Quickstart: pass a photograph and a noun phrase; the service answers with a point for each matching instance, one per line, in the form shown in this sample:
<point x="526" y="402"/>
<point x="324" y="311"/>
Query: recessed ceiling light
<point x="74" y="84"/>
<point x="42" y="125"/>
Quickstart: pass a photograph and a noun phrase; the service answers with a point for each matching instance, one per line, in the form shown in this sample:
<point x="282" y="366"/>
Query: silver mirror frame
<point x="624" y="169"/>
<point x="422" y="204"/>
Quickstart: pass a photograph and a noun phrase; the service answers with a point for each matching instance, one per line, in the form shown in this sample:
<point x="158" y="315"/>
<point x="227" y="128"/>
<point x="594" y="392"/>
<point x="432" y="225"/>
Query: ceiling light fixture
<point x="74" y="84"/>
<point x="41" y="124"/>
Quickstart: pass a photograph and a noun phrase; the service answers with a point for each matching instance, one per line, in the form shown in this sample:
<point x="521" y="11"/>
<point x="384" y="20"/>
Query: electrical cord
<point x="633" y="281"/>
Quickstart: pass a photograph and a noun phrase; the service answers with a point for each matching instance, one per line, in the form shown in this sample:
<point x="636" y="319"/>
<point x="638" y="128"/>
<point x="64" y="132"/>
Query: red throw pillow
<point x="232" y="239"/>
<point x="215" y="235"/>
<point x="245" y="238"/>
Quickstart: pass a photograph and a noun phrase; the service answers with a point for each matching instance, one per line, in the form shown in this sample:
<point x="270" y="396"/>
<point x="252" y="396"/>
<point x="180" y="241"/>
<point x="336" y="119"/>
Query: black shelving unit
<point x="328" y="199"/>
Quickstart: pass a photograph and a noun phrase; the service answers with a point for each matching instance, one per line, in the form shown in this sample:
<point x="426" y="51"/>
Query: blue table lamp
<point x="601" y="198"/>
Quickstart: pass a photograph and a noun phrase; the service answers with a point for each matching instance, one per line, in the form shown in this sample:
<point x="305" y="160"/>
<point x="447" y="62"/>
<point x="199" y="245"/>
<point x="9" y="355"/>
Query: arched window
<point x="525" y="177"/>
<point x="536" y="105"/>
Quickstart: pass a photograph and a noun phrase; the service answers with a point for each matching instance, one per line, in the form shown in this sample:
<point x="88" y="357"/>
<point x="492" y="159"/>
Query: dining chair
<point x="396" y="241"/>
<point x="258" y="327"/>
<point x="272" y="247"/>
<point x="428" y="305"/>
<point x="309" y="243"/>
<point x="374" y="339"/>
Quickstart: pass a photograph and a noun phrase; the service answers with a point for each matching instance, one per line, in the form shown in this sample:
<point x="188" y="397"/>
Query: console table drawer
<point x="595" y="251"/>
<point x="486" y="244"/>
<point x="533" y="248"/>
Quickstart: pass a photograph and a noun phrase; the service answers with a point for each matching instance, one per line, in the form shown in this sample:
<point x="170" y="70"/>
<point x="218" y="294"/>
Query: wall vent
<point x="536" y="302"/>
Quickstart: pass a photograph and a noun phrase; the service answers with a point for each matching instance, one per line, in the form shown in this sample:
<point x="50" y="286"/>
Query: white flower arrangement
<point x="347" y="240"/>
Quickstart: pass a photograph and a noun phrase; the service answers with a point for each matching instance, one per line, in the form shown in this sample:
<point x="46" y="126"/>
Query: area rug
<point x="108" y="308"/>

--

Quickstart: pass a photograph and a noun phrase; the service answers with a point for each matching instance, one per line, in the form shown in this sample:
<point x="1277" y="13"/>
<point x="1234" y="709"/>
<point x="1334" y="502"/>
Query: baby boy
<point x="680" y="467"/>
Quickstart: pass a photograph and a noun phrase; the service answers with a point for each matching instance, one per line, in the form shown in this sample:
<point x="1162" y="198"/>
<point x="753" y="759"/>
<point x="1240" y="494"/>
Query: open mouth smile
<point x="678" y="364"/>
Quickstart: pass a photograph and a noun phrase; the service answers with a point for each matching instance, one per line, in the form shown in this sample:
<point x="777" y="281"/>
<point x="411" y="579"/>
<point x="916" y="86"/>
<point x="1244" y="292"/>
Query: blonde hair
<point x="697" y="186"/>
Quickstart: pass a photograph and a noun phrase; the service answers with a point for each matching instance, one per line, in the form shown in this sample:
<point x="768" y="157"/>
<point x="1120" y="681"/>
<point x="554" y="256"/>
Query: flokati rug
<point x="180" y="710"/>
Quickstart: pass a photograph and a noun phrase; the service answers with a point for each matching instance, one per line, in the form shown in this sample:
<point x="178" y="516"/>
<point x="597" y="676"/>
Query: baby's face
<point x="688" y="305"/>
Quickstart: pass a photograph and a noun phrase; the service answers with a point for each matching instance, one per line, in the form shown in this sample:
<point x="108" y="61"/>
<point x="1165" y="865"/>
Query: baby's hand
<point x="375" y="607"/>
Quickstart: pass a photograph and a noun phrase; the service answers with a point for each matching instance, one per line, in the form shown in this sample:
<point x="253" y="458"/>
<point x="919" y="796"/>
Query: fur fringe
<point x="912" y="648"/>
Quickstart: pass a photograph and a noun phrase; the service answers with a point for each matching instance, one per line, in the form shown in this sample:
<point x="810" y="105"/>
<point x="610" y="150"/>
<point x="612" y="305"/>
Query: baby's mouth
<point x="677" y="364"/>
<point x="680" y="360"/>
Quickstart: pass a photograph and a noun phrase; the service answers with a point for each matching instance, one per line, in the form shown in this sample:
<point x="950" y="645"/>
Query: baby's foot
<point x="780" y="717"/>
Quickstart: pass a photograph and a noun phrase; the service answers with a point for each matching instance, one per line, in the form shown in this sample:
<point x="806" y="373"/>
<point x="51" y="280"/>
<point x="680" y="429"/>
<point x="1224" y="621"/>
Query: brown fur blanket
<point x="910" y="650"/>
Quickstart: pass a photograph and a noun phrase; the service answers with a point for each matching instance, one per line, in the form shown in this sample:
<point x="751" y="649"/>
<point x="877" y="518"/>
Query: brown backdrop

* * *

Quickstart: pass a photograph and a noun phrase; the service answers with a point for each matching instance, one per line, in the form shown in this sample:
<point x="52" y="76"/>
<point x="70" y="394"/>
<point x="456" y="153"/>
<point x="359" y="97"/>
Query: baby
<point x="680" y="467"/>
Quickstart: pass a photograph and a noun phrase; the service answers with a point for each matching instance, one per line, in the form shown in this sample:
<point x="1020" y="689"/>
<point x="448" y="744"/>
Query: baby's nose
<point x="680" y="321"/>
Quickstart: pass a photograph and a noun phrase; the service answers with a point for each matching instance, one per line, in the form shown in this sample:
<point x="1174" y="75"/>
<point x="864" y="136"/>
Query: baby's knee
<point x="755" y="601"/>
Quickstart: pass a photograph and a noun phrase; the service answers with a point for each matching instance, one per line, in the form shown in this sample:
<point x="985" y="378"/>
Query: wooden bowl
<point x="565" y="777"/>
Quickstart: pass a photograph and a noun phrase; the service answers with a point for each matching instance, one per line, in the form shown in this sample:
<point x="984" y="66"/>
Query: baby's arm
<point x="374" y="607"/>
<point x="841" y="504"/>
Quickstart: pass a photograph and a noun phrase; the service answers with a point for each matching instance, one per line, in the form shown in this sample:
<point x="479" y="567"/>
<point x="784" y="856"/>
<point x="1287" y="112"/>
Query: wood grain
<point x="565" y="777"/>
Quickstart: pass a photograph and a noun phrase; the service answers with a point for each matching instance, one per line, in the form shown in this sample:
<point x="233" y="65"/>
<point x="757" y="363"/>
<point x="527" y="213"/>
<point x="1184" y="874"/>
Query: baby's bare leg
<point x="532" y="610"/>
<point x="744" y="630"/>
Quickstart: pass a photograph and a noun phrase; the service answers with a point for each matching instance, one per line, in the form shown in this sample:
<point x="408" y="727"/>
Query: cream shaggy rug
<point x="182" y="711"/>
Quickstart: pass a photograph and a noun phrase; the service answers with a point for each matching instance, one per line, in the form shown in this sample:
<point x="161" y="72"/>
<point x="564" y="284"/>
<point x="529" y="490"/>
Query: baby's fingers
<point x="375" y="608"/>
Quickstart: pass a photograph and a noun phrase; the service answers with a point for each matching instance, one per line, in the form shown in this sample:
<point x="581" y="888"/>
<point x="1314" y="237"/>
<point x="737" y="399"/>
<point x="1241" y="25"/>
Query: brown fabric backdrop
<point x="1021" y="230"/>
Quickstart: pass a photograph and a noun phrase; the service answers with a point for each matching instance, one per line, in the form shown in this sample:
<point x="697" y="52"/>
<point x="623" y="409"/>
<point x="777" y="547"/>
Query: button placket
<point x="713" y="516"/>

§ **Exercise brief**
Please give back exactly the lines of the listing above that run from the one containing "Query: baby's mouth" through the one containing "Query: brown backdrop", and only those.

§ **Result of this exercise**
Query: baby's mouth
<point x="677" y="364"/>
<point x="680" y="360"/>
Quickstart: pass a photograph and a noun phrase; the service answers with a point for each matching instance, one per line, in the form shown in this sample:
<point x="950" y="645"/>
Query: baby's foot
<point x="780" y="717"/>
Quickstart: pass a photograph and a noun phrase; the service answers with a point for each matching instance, one per line, in the form shown in this sample:
<point x="806" y="373"/>
<point x="51" y="280"/>
<point x="680" y="429"/>
<point x="1224" y="621"/>
Query: brown fur blanket
<point x="910" y="650"/>
Quickstart: pass a photograph and a noun phrase; the service answers with a point for each matching instance, one per line, in the form shown in this sample:
<point x="751" y="649"/>
<point x="877" y="518"/>
Query: brown backdrop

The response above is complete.